• _COSA FARE_
1) Rispondi alle domande sull'articolo dedicato all'inceneritore.
(a) A quale capacità annua hanno portato l'impianto i nuovi altiforni di tecnologia svedese?
(b) Da quanti anni Enzo Canigiula lavora nella zona industriale?
(c) Chi ha segnalato in zona Faro la puzza "come fosse un medicinale"?
2) Modifica un passo dell'articolo sull'inceneritore. Parti dalle parole "Enzo Canigiula, da" e fermati dopo "fino a Villasmundo?", sostituendo "prefettura" con "questura".
3) Prosegui l'articolo sull'inceneritore e sui miasmi segnalati nella zona industriale, partendo dall'ultima frase riportata.

L’inceneritore potenziato brucia le plastiche del Covid.

Da quelle analisi chieste dalla magistratura e “fatte sviluppare da un laboratorio di Villafranca Padovana per evitare interferenze“, di anni ne sono passati parecchi. Il fascicolo ha seguito la sua strada, i pm esercitano altrove e molti impianti nel frattempo si sono ammodernati. Compresi quelli di un inceneritore nato in origine come “portuale“, che nel 2013 era inciampato in una condanna in primo grado proprio sulle presunte diossine. I nuovi altiforni di tecnologia svedese, di recente, ne hanno innalzato la capacità a 60 mila tonnellate l’anno, ben aldilà delle necessità legate al porto petrolifero e all’hinterland industriale. Una potenzialità che è venuta utile proprio per risolvere il problema dell’incenerimento dei rifiuti legati agli infettati dal Covid-19. Allo stato delle cose è però alquanto azzardata qualsiasi correlazione fra questa nuova attività, riguardante la distruzione delle protezioni plastiche venute a contatto col Coronavirus, e la puzza “come fosse un medicinale” che è stata segnalata in zona Faro da Manuel Mangano, esponente di Italia viva.
Pasqua, Tribulato e Canigiula scrivono al prefetto.

Enzo Canigiula, da consigliere comunale ha invece scritto alla prefettura. Spiegandole che “lavoro nella zona industriale da 34 anni e il mio olfatto è abituato a tutte le tipologie di puzze. Tuttavia stamani insiste una puzza molto pungente, mai avvertita prima d’ora”. Anche i suoi colleghi d’opposizione Biagio Tribulato e Angelo Pasqua hanno fatto sapere che “abbiamo chiesto al prefetto di Siracusa di essere informati, per avere urgente contezza dei miasmi immessi in aria“. Ovviamente risposte ufficiali non ne hanno ricevute, considerato che l’Arpa è l’unica a poter dire una parola certa. Se non proprio su “chi“, almeno su “cosa” sia stato immesso in atmosfera. Se il giro negli stabilimenti non avrebbe comunque portato a nulla, e anche quello all‘inceneritore sembra non abbia trovato niente di anomalo, da dove arrivava quella nube “tossica” percepita fino a Villasmundo?

• _MATERIALE FORNITO_
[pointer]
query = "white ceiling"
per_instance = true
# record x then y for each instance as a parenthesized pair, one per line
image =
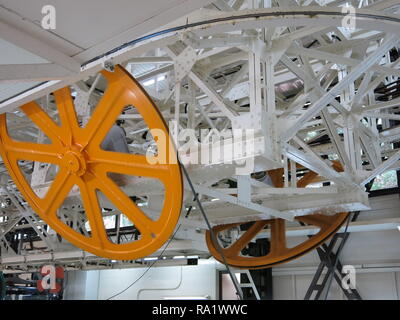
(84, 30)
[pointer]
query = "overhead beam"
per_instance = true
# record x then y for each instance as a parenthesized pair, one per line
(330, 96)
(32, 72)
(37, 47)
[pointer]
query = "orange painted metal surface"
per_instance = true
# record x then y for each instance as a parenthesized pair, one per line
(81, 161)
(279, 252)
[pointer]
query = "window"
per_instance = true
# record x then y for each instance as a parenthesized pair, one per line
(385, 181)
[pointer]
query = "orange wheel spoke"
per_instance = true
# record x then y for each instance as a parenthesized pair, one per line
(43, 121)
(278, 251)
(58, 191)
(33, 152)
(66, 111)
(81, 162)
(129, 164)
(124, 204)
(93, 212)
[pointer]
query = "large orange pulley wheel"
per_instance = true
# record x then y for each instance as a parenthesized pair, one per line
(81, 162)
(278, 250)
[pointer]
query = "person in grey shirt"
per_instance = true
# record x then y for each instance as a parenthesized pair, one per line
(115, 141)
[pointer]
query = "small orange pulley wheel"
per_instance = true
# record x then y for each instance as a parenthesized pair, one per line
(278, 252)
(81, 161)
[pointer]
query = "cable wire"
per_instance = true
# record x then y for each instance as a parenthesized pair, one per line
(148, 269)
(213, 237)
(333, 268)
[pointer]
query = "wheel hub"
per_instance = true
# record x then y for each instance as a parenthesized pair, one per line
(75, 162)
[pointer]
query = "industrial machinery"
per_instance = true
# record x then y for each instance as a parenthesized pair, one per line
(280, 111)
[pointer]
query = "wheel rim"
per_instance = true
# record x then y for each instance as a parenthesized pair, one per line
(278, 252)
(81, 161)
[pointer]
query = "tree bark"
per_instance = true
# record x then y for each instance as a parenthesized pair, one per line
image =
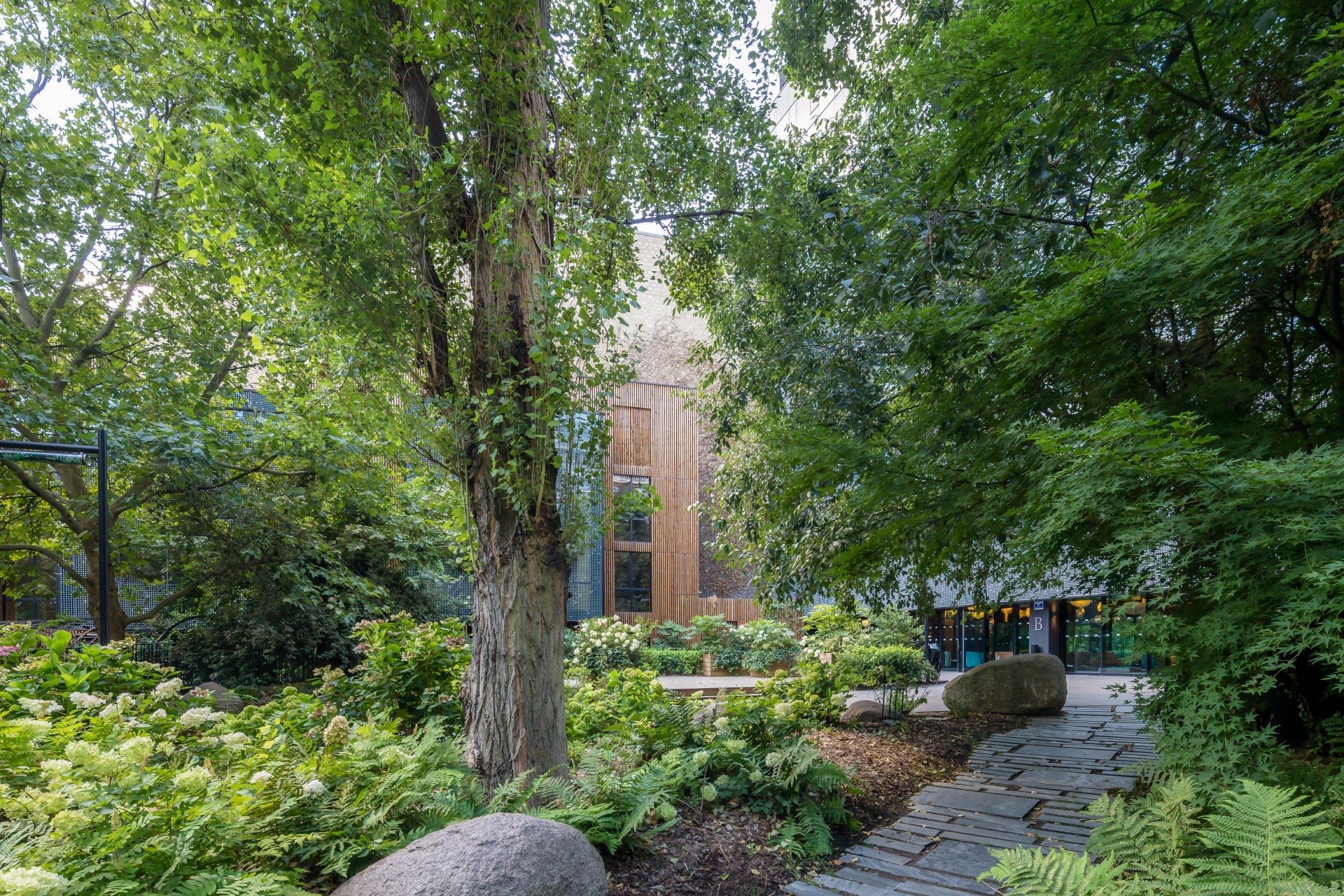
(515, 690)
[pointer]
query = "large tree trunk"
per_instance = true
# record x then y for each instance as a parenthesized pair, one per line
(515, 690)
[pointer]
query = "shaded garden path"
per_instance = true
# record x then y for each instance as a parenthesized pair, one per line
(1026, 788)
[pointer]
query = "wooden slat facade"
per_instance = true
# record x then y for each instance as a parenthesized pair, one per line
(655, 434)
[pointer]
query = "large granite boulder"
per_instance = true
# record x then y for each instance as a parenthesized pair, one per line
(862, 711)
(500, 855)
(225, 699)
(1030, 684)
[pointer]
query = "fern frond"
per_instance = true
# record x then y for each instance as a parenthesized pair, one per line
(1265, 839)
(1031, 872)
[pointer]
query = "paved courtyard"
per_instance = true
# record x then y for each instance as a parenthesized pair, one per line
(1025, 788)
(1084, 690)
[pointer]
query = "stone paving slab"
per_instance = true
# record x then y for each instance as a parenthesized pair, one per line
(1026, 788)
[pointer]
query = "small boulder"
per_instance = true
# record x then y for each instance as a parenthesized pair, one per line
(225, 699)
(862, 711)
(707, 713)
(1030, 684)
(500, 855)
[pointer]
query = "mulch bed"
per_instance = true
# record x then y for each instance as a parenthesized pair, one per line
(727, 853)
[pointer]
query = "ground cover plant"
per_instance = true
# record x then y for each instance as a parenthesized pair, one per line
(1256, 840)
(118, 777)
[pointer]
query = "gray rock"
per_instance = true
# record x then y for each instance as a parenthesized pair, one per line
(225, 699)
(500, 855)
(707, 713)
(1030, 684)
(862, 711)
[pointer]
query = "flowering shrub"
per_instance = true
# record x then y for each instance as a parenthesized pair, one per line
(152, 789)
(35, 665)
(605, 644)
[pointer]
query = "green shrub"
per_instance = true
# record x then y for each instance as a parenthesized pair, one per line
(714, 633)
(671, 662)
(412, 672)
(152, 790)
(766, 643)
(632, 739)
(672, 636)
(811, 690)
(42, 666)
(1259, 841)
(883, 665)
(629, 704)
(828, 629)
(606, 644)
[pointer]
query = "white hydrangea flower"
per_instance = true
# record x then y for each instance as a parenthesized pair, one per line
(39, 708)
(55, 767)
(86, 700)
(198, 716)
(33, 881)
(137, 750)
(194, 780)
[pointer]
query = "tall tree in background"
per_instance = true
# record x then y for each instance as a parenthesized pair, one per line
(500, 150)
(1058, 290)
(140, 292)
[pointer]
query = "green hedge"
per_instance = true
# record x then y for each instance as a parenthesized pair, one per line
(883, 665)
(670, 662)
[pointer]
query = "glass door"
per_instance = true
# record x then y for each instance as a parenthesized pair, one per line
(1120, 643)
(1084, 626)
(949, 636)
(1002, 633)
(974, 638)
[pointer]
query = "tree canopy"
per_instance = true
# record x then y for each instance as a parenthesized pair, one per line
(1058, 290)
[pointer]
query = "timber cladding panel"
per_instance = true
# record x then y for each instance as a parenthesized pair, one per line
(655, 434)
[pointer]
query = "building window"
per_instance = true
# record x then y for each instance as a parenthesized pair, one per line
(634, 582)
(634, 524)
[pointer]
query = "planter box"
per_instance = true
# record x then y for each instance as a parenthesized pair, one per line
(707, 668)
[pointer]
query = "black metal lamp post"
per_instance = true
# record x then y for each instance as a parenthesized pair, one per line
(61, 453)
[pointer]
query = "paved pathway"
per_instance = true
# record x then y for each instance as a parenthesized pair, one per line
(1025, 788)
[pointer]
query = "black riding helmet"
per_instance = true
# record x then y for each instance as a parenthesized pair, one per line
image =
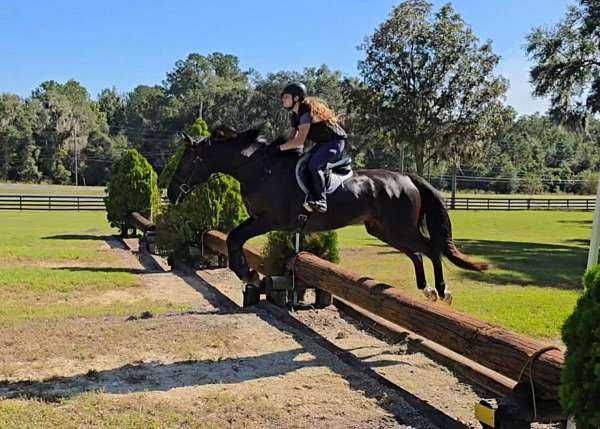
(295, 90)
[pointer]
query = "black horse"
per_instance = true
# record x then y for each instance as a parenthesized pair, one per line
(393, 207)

==

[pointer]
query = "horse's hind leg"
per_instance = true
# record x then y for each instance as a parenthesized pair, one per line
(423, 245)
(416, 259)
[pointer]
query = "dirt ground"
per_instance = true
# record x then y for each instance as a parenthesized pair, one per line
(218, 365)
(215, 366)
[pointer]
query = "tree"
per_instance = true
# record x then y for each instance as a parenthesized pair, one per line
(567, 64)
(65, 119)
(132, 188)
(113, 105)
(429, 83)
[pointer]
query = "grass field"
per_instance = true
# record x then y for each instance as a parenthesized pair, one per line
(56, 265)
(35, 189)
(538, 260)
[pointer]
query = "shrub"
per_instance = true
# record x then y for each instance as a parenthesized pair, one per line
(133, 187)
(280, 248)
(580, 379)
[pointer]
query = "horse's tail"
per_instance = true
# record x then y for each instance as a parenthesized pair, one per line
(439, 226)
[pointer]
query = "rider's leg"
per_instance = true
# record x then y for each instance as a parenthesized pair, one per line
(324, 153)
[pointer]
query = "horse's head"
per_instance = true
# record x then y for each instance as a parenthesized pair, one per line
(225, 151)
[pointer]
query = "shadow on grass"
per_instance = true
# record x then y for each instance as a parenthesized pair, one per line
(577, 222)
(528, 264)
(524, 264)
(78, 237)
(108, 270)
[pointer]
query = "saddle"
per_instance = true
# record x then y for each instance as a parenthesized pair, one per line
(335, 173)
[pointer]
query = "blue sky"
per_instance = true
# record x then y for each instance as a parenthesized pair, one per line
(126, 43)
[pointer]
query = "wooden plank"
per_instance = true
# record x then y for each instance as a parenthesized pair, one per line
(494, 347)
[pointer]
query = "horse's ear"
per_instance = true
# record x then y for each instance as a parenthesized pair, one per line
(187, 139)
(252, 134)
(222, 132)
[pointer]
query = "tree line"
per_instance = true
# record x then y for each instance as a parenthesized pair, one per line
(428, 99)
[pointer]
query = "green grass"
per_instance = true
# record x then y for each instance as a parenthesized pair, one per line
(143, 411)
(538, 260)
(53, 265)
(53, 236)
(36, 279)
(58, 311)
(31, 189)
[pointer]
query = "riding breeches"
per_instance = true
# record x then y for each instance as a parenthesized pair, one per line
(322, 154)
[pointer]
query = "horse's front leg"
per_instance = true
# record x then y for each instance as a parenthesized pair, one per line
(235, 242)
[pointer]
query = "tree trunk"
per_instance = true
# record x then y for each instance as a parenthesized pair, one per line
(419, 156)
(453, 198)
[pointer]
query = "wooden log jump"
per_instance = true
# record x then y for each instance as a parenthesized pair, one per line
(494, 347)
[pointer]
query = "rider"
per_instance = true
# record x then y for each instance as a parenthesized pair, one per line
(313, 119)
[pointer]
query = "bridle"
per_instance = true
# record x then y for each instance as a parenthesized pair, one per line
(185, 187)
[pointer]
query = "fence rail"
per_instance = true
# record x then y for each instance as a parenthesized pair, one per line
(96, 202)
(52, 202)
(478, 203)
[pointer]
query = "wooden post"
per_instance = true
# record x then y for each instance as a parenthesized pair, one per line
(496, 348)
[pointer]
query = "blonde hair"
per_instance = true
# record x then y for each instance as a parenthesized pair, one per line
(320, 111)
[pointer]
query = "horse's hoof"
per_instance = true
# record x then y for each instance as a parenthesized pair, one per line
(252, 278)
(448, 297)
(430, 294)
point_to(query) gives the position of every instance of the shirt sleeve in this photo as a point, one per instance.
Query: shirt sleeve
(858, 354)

• _SOLUZIONI_
1)
(a) A 60 mila tonnellate l'anno.
(b) Da 34 anni.
(c) Manuel Mangano, esponente di Italia viva.

2)
Enzo Canigiula, da consigliere comunale ha invece scritto alla questura. Spiegandole che “lavoro nella zona industriale da 34 anni e il mio olfatto è abituato a tutte le tipologie di puzze. Tuttavia stamani insiste una puzza molto pungente, mai avvertita prima d’ora”. Anche i suoi colleghi d’opposizione Biagio Tribulato e Angelo Pasqua hanno fatto sapere che “abbiamo chiesto al prefetto di Siracusa di essere informati, per avere urgente contezza dei miasmi immessi in aria“. Ovviamente risposte ufficiali non ne hanno ricevute, considerato che l’Arpa è l’unica a poter dire una parola certa. Se non proprio su “chi“, almeno su “cosa” sia stato immesso in atmosfera. Se il giro negli stabilimenti non avrebbe comunque portato a nulla, e anche quello all‘inceneritore sembra non abbia trovato niente di anomalo, da dove arrivava quella nube “tossica” percepita fino a Villasmundo?

3)
I dubbi sugli scarti di legname al porto commerciale.
Un’ipotesi circolata in serata è quella degli scarti di legname accatastati al porto commerciale, le cui resine potrebbero essere entrate in auto-combustione per pressione. Tuttavia sembra difficile che tutto si sia esaurito durante le ore notturne, non lasciando neanche un filo di fumo indicatore quando ha fatto giorno. Lo stesso vale nel caso di quale discarica più o meno abusiva, che ha trovato modo di risolversi il problema dello smaltimento per vie poco ortodosse, se non sfacciatamente illegali. Resta da vedere se abbiano notato qualcosa almeno gli elicotteri, che da giorni sorvolano il territorio a caccia di chi viola la consegna pasquale del #iorestoacasa. Magari alla fine verrà data la colpa alle carbonelle con peperoni e carciofi arrostiti, accese tutte insieme col favore del buio da chi non ha voluto rinunciare alla “illegale” Pasquetta in campagna.